■ Exercise passage
======

Lupus is a condition where the immune system attacks good cells. This condition is rated on how many episodes or attacks of this condition you have in a certain amount of time.

HIV is another condition that affects the immune system. In this case, the HIV attacks cells that are essential for the immune system to properly function.

While both of these are immune system conditions, they often do not have the same symptoms as hypogammaglobulinemia, and are rarely treated the same way hypogammaglobulinemia is treated.

These are also not the only options. If hypogammaglobulinemia caused heart damage, then rating it on a heart condition would probably be best. Similarly, if it causes damage to the lungs, then a lung condition would be best, etc. Remember, that if there are two possible codes that both could work, then the one that would give the highest rating is the one that should be chosen.

So how do you decide? This is when it gets a bit tough for the layman to figure out. It’s not easy to know exactly how various conditions are rated or their exact symptoms without a medical education. We’ve provided basic info, but you may need to do further research on your own to understand the specific details that would help you know how best to rate your condition.

Let’s say we’ve done that research for you for hypogammaglobulinemia. We’d like to present another condition besides Lupus and HIV that we feel would be the best way to rate hypogammaglobulinemia (your Rating Authorities, though, may not agree with us).

======

■ Excerpted data

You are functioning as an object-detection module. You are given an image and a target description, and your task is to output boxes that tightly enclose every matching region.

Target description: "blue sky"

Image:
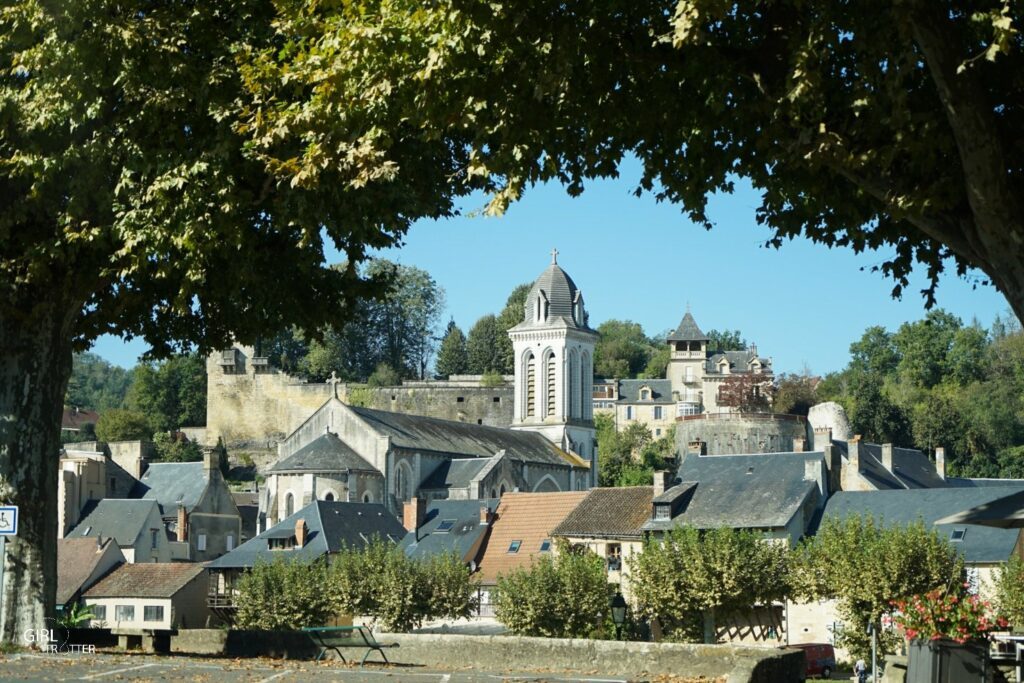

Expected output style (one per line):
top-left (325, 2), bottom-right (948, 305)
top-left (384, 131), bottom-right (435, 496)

top-left (93, 164), bottom-right (1008, 374)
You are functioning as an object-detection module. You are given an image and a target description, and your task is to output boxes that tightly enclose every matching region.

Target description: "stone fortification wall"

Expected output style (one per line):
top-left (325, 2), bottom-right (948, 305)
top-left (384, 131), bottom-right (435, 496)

top-left (676, 414), bottom-right (807, 456)
top-left (204, 346), bottom-right (513, 455)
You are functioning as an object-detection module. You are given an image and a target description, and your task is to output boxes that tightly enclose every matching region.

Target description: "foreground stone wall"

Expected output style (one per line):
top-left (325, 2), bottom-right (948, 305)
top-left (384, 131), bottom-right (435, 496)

top-left (203, 346), bottom-right (513, 453)
top-left (676, 414), bottom-right (807, 456)
top-left (171, 629), bottom-right (804, 683)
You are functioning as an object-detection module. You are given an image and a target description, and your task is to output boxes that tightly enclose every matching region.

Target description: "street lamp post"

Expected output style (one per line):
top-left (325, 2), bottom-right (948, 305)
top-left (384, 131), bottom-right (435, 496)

top-left (611, 591), bottom-right (626, 640)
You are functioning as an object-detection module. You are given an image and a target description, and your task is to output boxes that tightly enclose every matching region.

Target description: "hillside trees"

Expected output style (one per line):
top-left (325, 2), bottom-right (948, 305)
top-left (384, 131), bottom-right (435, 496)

top-left (434, 321), bottom-right (469, 377)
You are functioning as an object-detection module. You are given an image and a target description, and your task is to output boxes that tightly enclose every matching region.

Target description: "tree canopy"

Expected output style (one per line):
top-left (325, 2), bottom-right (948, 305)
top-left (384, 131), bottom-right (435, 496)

top-left (245, 0), bottom-right (1024, 321)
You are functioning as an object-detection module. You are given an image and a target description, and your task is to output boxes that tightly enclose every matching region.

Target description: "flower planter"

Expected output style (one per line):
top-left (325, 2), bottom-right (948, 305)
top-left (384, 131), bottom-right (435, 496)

top-left (906, 640), bottom-right (988, 683)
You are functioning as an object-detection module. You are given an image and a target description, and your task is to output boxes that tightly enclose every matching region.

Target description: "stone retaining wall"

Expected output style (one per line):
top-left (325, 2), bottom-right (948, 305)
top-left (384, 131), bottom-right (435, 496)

top-left (171, 629), bottom-right (804, 683)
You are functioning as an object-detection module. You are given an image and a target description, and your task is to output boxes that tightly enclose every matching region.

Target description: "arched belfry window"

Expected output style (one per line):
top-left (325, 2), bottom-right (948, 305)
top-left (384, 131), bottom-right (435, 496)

top-left (544, 351), bottom-right (558, 417)
top-left (580, 351), bottom-right (594, 420)
top-left (523, 351), bottom-right (537, 418)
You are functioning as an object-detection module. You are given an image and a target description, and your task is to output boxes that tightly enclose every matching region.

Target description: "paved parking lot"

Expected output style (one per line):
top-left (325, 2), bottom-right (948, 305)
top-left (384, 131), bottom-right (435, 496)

top-left (0, 653), bottom-right (638, 683)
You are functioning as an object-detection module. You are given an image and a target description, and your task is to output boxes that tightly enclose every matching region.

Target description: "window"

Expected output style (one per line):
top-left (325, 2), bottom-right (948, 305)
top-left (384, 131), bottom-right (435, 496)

top-left (606, 543), bottom-right (623, 571)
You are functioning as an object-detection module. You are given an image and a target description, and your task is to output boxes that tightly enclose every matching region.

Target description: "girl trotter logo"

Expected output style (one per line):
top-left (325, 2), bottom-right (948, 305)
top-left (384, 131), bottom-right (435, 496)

top-left (22, 616), bottom-right (96, 654)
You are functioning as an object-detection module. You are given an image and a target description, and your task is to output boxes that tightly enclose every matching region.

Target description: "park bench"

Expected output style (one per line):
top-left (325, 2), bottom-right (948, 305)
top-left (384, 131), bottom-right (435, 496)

top-left (111, 629), bottom-right (176, 652)
top-left (302, 626), bottom-right (398, 667)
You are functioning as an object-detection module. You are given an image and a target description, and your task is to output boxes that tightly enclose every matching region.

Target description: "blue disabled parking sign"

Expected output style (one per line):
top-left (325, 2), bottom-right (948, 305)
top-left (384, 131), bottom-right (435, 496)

top-left (0, 505), bottom-right (17, 537)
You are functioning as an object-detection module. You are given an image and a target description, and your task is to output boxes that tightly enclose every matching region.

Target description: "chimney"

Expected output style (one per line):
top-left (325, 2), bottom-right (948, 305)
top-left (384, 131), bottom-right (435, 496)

top-left (653, 470), bottom-right (670, 498)
top-left (178, 505), bottom-right (188, 541)
top-left (401, 497), bottom-right (427, 531)
top-left (203, 449), bottom-right (219, 473)
top-left (882, 443), bottom-right (893, 472)
top-left (814, 427), bottom-right (831, 453)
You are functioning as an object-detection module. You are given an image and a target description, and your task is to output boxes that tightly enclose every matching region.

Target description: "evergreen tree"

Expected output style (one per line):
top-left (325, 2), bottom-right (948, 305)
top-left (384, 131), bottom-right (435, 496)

top-left (435, 321), bottom-right (469, 377)
top-left (466, 314), bottom-right (508, 375)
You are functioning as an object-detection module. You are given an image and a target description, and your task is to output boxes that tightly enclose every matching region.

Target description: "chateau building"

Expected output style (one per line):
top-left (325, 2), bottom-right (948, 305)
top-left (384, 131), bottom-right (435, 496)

top-left (260, 257), bottom-right (597, 529)
top-left (606, 310), bottom-right (774, 430)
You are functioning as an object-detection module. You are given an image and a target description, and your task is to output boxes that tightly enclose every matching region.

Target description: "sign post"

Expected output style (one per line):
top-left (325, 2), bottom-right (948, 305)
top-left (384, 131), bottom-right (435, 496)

top-left (0, 505), bottom-right (17, 618)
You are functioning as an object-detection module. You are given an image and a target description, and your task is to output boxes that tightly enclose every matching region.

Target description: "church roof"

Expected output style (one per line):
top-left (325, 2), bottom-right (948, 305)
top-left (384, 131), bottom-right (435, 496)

top-left (269, 432), bottom-right (376, 472)
top-left (348, 405), bottom-right (585, 466)
top-left (513, 252), bottom-right (591, 332)
top-left (668, 311), bottom-right (709, 341)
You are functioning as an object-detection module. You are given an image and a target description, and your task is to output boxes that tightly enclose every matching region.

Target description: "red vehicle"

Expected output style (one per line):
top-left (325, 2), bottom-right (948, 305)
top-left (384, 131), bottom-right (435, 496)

top-left (790, 643), bottom-right (836, 678)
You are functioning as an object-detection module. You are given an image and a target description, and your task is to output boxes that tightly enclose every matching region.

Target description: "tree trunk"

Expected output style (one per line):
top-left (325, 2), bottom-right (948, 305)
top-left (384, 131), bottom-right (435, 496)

top-left (0, 292), bottom-right (78, 645)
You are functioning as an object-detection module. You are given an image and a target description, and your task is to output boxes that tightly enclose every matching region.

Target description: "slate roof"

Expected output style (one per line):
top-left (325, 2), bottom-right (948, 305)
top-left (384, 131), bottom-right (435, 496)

top-left (269, 432), bottom-right (377, 472)
top-left (398, 499), bottom-right (499, 562)
top-left (67, 498), bottom-right (160, 547)
top-left (207, 501), bottom-right (406, 569)
top-left (420, 458), bottom-right (489, 490)
top-left (478, 490), bottom-right (587, 584)
top-left (822, 485), bottom-right (1024, 564)
top-left (552, 486), bottom-right (654, 539)
top-left (833, 440), bottom-right (949, 489)
top-left (84, 562), bottom-right (206, 598)
top-left (618, 380), bottom-right (675, 404)
top-left (644, 452), bottom-right (824, 530)
top-left (56, 538), bottom-right (124, 605)
top-left (668, 311), bottom-right (709, 341)
top-left (349, 405), bottom-right (582, 466)
top-left (132, 462), bottom-right (208, 515)
top-left (513, 261), bottom-right (593, 333)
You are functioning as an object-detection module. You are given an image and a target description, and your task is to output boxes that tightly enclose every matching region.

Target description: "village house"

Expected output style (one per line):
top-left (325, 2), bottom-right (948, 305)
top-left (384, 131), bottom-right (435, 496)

top-left (474, 492), bottom-right (587, 616)
top-left (67, 498), bottom-right (171, 564)
top-left (132, 450), bottom-right (242, 562)
top-left (206, 501), bottom-right (406, 622)
top-left (83, 562), bottom-right (213, 630)
top-left (398, 498), bottom-right (500, 571)
top-left (56, 537), bottom-right (125, 613)
top-left (788, 482), bottom-right (1024, 654)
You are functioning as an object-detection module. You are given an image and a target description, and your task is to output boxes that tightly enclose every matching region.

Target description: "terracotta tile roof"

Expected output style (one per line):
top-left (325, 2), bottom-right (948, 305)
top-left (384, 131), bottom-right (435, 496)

top-left (85, 562), bottom-right (206, 598)
top-left (57, 537), bottom-right (118, 605)
top-left (552, 486), bottom-right (654, 539)
top-left (477, 490), bottom-right (588, 584)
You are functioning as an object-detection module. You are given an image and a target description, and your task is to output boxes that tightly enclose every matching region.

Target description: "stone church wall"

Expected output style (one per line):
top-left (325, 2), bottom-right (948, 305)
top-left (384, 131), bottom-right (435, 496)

top-left (676, 413), bottom-right (807, 456)
top-left (205, 346), bottom-right (513, 455)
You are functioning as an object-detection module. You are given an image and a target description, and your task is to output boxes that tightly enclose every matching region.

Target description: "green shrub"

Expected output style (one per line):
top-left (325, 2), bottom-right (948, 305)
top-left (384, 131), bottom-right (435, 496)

top-left (96, 409), bottom-right (153, 441)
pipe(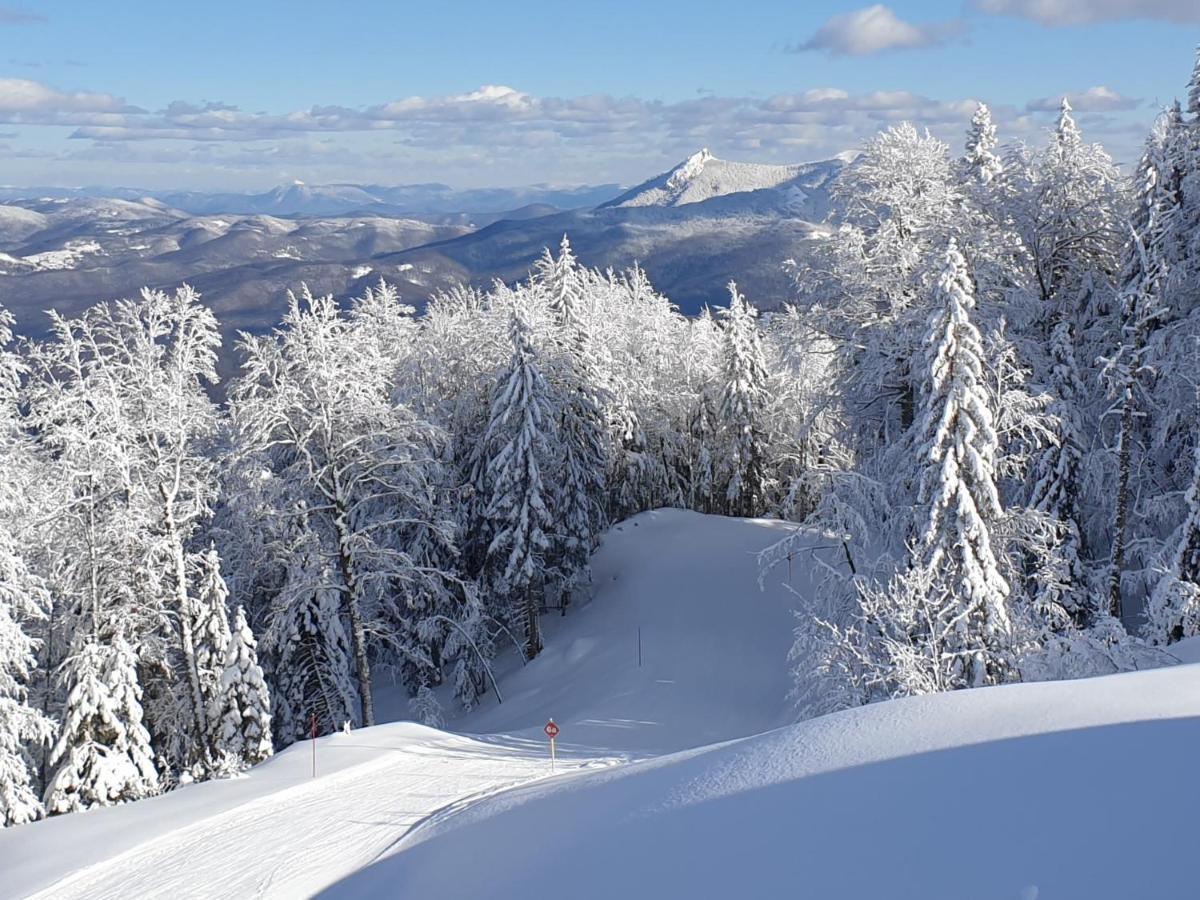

======

Copy word for word the part of the passage on rating hypogammaglobulinemia that begins with the words containing "These are also" and ends with "rate your condition.". You won't need the records for this.

These are also not the only options. If hypogammaglobulinemia caused heart damage, then rating it on a heart condition would probably be best. Similarly, if it causes damage to the lungs, then a lung condition would be best, etc. Remember, that if there are two possible codes that both could work, then the one that would give the highest rating is the one that should be chosen.

So how do you decide? This is when it gets a bit tough for the layman to figure out. It’s not easy to know exactly how various conditions are rated or their exact symptoms without a medical education. We’ve provided basic info, but you may need to do further research on your own to understand the specific details that would help you know how best to rate your condition.